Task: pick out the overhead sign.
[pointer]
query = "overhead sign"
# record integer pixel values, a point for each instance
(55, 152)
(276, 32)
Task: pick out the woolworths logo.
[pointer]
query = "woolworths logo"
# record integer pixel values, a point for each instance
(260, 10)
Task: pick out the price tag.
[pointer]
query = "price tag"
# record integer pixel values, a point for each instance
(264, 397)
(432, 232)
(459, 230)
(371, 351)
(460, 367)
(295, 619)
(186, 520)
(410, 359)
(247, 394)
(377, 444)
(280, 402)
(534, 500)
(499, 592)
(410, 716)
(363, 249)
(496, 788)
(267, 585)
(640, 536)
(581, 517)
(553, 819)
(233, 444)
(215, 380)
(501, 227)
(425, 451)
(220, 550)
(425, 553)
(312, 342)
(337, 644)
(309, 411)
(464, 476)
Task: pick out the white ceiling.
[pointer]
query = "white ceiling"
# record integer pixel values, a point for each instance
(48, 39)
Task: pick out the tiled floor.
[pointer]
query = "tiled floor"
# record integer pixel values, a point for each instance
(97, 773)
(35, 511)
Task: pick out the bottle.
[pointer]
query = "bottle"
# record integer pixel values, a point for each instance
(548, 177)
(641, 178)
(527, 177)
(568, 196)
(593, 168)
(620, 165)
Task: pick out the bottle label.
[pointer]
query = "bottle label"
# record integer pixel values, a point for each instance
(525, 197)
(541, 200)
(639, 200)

==

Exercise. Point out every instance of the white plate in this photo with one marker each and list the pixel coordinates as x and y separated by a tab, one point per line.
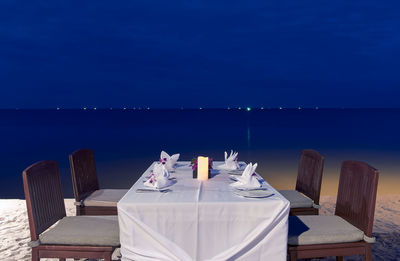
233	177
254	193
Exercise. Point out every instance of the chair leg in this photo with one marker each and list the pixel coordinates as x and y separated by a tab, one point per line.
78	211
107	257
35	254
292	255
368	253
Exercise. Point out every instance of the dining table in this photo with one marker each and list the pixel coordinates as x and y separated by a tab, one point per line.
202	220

==

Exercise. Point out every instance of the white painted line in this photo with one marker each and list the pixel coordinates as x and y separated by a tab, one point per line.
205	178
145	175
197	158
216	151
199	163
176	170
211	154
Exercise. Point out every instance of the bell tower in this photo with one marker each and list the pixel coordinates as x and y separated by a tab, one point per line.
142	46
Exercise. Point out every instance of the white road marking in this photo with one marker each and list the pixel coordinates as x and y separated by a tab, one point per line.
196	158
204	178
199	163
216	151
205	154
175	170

WHAT YOU SHOULD DO: Find every line in the data above that contains the string "Exercise" and copy each of those lines. Matches must agree in case.

ANSWER:
Exercise. Point out every instance of the white plate in this photo with one marker each and list the pixel coordinates as x and y separated by a tab, one point per line.
Exercise. Point out every instance of the chair leg in this photo with one marker each and list the pixel coordinates as x and y separated by a tab, one point per line.
Exercise. Point out every instance of the dining table in this photo with one marker each and list the pixel coordinates as x and y separated by a tab, one point per line.
Exercise. Point out every instance of the white painted line in this photo with one marker each and list the pixel coordinates as x and y separated by a tab, one point per line.
Exercise. Point out every instance of the bell tower in this photo with one marker each and list the pixel coordinates as x and y separated by a tab, one point per line.
Exercise. Point out every instance of the white road marking in this photo with one marker each and list the pixel coordinates as x and y separated by a tab, one point per line.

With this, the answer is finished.